The exercise. Please repeat the records below line for line, changing nothing, and leave the pictures out of your answer.

Recorded data.

━━━━━━━━━━━━━━━━

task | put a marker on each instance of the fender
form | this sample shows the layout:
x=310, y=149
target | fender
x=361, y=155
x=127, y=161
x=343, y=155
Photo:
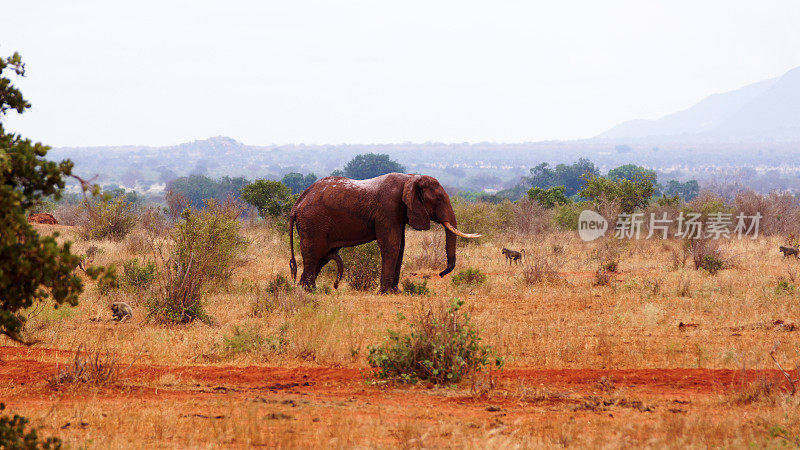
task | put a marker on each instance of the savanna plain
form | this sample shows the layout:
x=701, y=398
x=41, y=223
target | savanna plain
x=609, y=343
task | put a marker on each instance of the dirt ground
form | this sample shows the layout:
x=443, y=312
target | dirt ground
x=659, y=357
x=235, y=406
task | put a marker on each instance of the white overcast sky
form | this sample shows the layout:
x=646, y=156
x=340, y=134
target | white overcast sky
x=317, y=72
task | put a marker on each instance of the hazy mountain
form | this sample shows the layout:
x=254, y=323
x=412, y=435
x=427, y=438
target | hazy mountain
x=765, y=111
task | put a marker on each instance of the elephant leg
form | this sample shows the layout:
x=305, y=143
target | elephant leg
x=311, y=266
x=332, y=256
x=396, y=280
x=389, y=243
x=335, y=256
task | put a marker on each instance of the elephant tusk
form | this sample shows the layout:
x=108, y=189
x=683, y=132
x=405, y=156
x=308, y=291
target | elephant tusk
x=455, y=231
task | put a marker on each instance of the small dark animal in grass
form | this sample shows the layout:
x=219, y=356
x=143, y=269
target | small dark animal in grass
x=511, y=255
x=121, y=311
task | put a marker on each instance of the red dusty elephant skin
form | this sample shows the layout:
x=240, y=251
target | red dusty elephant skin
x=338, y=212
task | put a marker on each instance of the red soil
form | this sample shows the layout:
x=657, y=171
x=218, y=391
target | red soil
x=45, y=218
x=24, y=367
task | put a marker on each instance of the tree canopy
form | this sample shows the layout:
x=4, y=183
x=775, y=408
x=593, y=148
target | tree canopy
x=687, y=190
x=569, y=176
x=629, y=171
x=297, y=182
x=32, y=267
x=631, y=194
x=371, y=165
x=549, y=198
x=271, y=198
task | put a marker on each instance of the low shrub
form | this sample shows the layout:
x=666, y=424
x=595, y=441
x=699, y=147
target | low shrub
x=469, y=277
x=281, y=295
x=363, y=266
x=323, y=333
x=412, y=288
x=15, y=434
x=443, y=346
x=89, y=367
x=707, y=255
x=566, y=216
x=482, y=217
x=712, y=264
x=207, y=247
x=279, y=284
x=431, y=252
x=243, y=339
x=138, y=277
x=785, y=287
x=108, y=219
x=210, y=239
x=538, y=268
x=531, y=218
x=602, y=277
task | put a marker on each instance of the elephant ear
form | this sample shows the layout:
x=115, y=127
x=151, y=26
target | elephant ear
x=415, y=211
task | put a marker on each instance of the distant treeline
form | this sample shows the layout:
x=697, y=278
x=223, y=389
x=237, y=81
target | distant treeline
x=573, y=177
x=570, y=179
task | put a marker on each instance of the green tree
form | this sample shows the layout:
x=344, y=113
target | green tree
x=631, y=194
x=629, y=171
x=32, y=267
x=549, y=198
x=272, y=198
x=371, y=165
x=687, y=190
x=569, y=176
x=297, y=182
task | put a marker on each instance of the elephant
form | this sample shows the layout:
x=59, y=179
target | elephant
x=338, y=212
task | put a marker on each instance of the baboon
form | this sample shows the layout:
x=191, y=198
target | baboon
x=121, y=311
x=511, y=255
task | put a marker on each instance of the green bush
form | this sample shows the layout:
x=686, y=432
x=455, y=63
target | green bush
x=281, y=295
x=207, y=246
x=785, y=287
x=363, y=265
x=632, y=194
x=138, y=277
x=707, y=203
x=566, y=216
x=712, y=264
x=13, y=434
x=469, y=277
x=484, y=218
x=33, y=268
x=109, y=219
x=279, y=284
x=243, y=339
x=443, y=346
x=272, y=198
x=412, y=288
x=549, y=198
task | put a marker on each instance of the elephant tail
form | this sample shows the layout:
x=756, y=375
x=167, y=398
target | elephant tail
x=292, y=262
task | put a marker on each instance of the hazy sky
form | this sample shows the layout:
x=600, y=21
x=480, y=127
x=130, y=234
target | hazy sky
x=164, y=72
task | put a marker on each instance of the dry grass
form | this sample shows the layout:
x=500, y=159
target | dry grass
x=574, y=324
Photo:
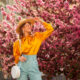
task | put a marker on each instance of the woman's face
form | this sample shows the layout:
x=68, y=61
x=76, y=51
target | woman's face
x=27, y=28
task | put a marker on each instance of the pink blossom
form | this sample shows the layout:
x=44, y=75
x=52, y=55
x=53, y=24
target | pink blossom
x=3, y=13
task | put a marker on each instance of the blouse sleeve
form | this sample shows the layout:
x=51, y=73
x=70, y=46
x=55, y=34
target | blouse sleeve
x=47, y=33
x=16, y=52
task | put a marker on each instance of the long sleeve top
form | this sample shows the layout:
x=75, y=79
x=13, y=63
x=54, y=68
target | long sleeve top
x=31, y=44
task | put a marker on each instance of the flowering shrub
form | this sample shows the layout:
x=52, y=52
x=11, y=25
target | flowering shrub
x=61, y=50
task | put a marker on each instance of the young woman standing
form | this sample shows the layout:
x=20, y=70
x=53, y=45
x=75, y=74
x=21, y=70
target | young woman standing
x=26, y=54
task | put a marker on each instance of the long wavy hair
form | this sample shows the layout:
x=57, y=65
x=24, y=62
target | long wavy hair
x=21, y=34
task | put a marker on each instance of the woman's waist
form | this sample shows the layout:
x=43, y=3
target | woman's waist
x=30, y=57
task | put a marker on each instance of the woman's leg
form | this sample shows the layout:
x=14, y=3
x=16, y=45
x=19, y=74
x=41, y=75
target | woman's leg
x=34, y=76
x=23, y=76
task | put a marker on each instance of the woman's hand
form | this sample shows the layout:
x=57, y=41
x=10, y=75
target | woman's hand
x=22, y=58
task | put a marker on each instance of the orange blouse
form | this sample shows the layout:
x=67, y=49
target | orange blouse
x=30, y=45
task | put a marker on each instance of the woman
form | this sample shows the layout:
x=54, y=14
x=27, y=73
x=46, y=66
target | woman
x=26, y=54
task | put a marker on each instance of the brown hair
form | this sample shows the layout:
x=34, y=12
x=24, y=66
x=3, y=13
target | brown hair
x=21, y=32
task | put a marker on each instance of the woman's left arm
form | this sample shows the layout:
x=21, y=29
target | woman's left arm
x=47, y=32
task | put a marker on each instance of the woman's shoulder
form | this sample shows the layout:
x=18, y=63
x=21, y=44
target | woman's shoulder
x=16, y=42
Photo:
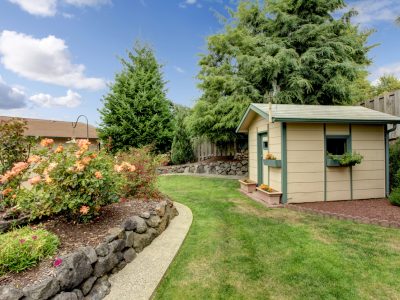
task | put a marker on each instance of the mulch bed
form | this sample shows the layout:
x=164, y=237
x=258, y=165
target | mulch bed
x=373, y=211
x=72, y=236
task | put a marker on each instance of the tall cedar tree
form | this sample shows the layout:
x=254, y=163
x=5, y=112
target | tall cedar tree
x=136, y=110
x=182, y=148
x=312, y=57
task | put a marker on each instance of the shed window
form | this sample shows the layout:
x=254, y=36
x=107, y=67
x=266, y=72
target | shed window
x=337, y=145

━━━━━━━━━━━━━━━━

Response below.
task | put a marker on each instance of the fender
form | this sample shows the layout:
x=310, y=149
target | fender
x=361, y=155
x=127, y=161
x=343, y=155
Photo:
task | put a marker on each instance of the savanna plain
form | this sample shows the layout:
x=701, y=398
x=41, y=223
target | savanna plain
x=609, y=343
task | put a marker on each instance of the dirt ground
form | this sample shows the layout:
x=443, y=312
target | dirt ground
x=659, y=357
x=235, y=406
task | put a marker on each instance of the white overcast sky
form | this sample shows the layout:
x=646, y=156
x=340, y=134
target | white overcast sky
x=317, y=72
task | put a marker on each instance of the hazy mountain
form | this sample shows the layout:
x=254, y=323
x=412, y=435
x=427, y=438
target | hazy mountain
x=765, y=111
task | put a marker on each instance of the elephant leg
form | this sample shows the layout:
x=305, y=143
target | elephant leg
x=311, y=266
x=332, y=256
x=396, y=280
x=389, y=243
x=335, y=256
task | put a marker on each instance of the elephant tusk
form | this sample shows the layout:
x=108, y=189
x=683, y=132
x=405, y=156
x=308, y=291
target | elephant tusk
x=455, y=231
task | put a marker on each instance of the small dark animal in grass
form | this sample shows the layout:
x=219, y=356
x=143, y=269
target | small dark animal in grass
x=511, y=255
x=121, y=311
task | put a marker on each instance of the red dusty elephant skin
form | this sample shows the layout:
x=240, y=251
target | red dusty elephant skin
x=338, y=212
task | put a marker on each instance of the red soil
form | this sample shows the layout:
x=657, y=171
x=218, y=391
target | red soil
x=45, y=218
x=24, y=367
task | put a marker on each instance of the tree canopy
form | this sample shows the layout:
x=4, y=183
x=775, y=408
x=593, y=148
target | tree canopy
x=687, y=190
x=569, y=176
x=629, y=171
x=297, y=182
x=32, y=267
x=631, y=194
x=371, y=165
x=549, y=198
x=271, y=198
task | put a marker on each instance of the low shrub
form | this sample shows the layout:
x=666, y=424
x=595, y=441
x=699, y=147
target | low shrub
x=469, y=277
x=281, y=295
x=363, y=266
x=323, y=333
x=412, y=288
x=15, y=434
x=443, y=346
x=89, y=367
x=707, y=255
x=566, y=216
x=482, y=217
x=712, y=264
x=207, y=247
x=279, y=284
x=431, y=252
x=243, y=339
x=138, y=277
x=785, y=287
x=108, y=219
x=210, y=239
x=538, y=268
x=531, y=218
x=602, y=277
task | put a marker on each instance of the elephant ear
form | this sample shows the layout:
x=115, y=127
x=151, y=26
target | elephant ear
x=415, y=211
task | put a marker on each instance of the distant treeline
form | this sample shows the layout:
x=697, y=278
x=223, y=389
x=237, y=81
target | distant treeline
x=573, y=177
x=570, y=179
task | put a marker on each instance of the green tree
form | this sample shows the layout:
x=344, y=113
target | green tree
x=631, y=194
x=629, y=171
x=32, y=267
x=549, y=198
x=272, y=198
x=371, y=165
x=687, y=190
x=569, y=176
x=297, y=182
task | put a marker on each instance of the elephant
form | this sample shows the layout:
x=59, y=179
target | elephant
x=338, y=212
task | put a marker on each instance of the baboon
form | this sample shows the layout:
x=191, y=198
target | baboon
x=121, y=311
x=511, y=255
task | put a marker on each instance of the green bush
form | this sample shows the layout:
x=686, y=432
x=455, y=63
target | green bush
x=281, y=295
x=207, y=246
x=785, y=287
x=363, y=265
x=632, y=194
x=138, y=277
x=707, y=203
x=566, y=216
x=712, y=264
x=13, y=434
x=469, y=277
x=484, y=218
x=33, y=268
x=109, y=219
x=279, y=284
x=243, y=339
x=443, y=346
x=272, y=198
x=412, y=288
x=549, y=198
task | put a marker on each instance of the elephant tail
form | this sample shows the layout:
x=756, y=375
x=167, y=398
target | elephant tail
x=292, y=262
task | put a marker on each instance of the hazy sky
form | this sample shows the layout:
x=600, y=21
x=480, y=127
x=130, y=234
target | hazy sky
x=164, y=72
task | put a marker on each instance of the dry grass
form | this sample shows the layout:
x=500, y=159
target | dry grass
x=574, y=324
Photo:
task | put a marker on each instance of the woman's face
form | this sample shows the layout:
x=68, y=61
x=76, y=51
target | woman's face
x=27, y=28
task | put a marker on each instance of the pink blossom
form | this sample shows the layout:
x=44, y=75
x=52, y=55
x=53, y=24
target | pink blossom
x=3, y=13
task | put a marker on each instance of the blouse sleeve
form | this sample shows the layout:
x=51, y=73
x=70, y=46
x=55, y=34
target | blouse sleeve
x=47, y=33
x=16, y=52
task | put a marker on each instance of the long sleeve top
form | this sample shows the layout:
x=75, y=79
x=13, y=63
x=54, y=68
target | long sleeve top
x=31, y=44
task | put a marker on each instance of the flowering shrub
form | this sample shows the layout:
x=52, y=52
x=11, y=25
target | flowering shrub
x=61, y=50
task | put a marker on each instance of the young woman standing
form | this sample shows the layout:
x=20, y=70
x=53, y=45
x=75, y=74
x=21, y=70
target | young woman standing
x=26, y=54
task | put a marker on each instance of the long wavy hair
form | this sample shows the layout:
x=57, y=65
x=24, y=62
target | long wavy hair
x=21, y=34
task | put a marker on each instance of the woman's waist
form | this sample shows the layout:
x=43, y=3
target | woman's waist
x=30, y=57
task | put a marker on each instance of the woman's leg
form | this sample shows the layout:
x=14, y=3
x=16, y=45
x=19, y=74
x=41, y=75
target | woman's leg
x=34, y=76
x=23, y=76
task | put a marker on each instance of the woman's hand
form | this sample shows the layout:
x=57, y=41
x=10, y=75
target | woman's hand
x=22, y=58
task | put a marker on each instance of the orange blouse
form | this sample shows the layout:
x=67, y=49
target | orange blouse
x=30, y=45
task | put a marker on each instance of the woman
form | this sample shows the layout:
x=54, y=14
x=27, y=73
x=46, y=66
target | woman
x=26, y=54
task | put a marker on each instance of the brown hair
form | this sample shows the layout:
x=34, y=12
x=24, y=66
x=3, y=13
target | brown hair
x=21, y=32
task | put a marker on each instance of the woman's left arm
form | this sample shows the layout:
x=21, y=29
target | woman's left arm
x=47, y=32
task | put a marker on each instance of the woman's shoulder
form | this sample shows the layout:
x=18, y=63
x=21, y=44
target | woman's shoulder
x=16, y=42
Photo:
task | put a marker on each instance of the mulch bed
form | this sample shows the layout:
x=164, y=237
x=258, y=165
target | mulch bed
x=373, y=211
x=72, y=236
task | put a marker on each instance of the tall cedar tree
form | this sample shows the layout:
x=254, y=163
x=5, y=112
target | tall cedar tree
x=136, y=110
x=182, y=148
x=312, y=57
task | put a marker on each instance of the shed window
form | this sample shows the layout:
x=254, y=36
x=107, y=67
x=266, y=72
target | shed window
x=337, y=145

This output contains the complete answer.